TEXTAUSZUG:
-=-=-=-=-

Chawan (jap. 茶碗) ist japanisch für Teeschale. In Japan hat sich, auch durch den chinesischen Einfluss, eine große Teekultur entwickelt die auch ins nationale und vor allem ins kulturelle Erbe eingeflossen ist. Der Chawan ist eines der wichtigsten Utensilien in der Japanischen Teezeremonie, dem chadō. Die Teezeremonie folgt in ihrem Ablauf seit vielen Jahrhunderten bestimmten Regeln. Bei der Zusammenkunft mit einem oder mehrere Gästen bekommen diese von einem Gastgeber Tee und leichte Speisen gereicht. Es ist ein zeremonieller Akt der zu Hause oder in einem bewusst schlicht eingerichteten Teehaus statt findet. Neben der japanischen Teezeremonie gibt es noch unter anderem noch die Chinesische und die Koranische. Alle sind in ihrem Kern, der Findung der inneren Ruhe gleich, variieren jedoch in ihrem Ablauf und der verwendeten Utensilien.

Woher kommt der Chawan?

-=-=-=-=-

ARBEITSAUFTRÄGE:
• A. Beantworte anhand des Textauszugs über den Chawan diese Fragen:
(i) Was bedeutet das japanische Wort „Chawan“?
(ii) Wie wird die Japanische Teezeremonie im Textauszug noch genannt?
(iii) An welchen Orten findet der zeremonielle Akt statt?
• B. Übersetze den folgenden Satz aus dem Textauszug über den Chawan ins Englische: „Die Teezeremonie folgt in ihrem Ablauf seit vielen Jahrhunderten bestimmten Regeln.“
Die Datensätze spielen hierbei keine Rolle.

Gespeicherte Datensätze aus einer Sammlung:
-=-=-=-=-

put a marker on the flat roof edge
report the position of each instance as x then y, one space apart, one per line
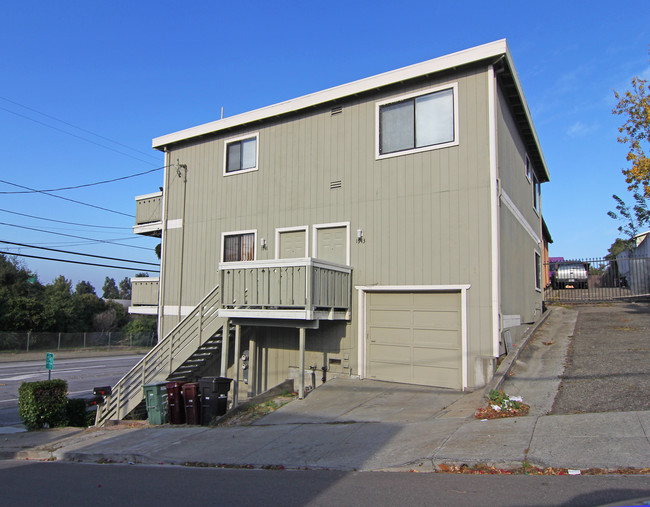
489 50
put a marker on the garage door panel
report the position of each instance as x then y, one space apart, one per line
390 353
414 338
390 317
436 320
440 377
435 338
398 336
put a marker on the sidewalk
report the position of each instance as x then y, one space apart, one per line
350 424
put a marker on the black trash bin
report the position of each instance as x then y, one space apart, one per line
192 400
175 402
214 397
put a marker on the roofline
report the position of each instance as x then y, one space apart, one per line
464 57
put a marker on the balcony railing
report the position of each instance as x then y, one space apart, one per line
304 289
148 214
144 295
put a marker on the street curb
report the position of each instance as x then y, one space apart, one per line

-=-=-=-=-

LÖSUNGEN:
• A.
(i) Teeschale
(ii) chadō
(iii) Zu Hause oder in einem bewusst schlicht eingerichteten Teehaus

• B. For many centuries, the tea ceremony has followed certain rules in its sequence.